Give a verbatim quotation of every record.

Collection entries:

● ● ●

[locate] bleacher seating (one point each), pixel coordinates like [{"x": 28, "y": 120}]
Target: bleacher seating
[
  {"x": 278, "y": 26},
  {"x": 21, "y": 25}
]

● ● ●

The response:
[locate] bleacher seating (one point each), pixel coordinates like [{"x": 28, "y": 120}]
Target: bleacher seating
[
  {"x": 278, "y": 26},
  {"x": 21, "y": 25}
]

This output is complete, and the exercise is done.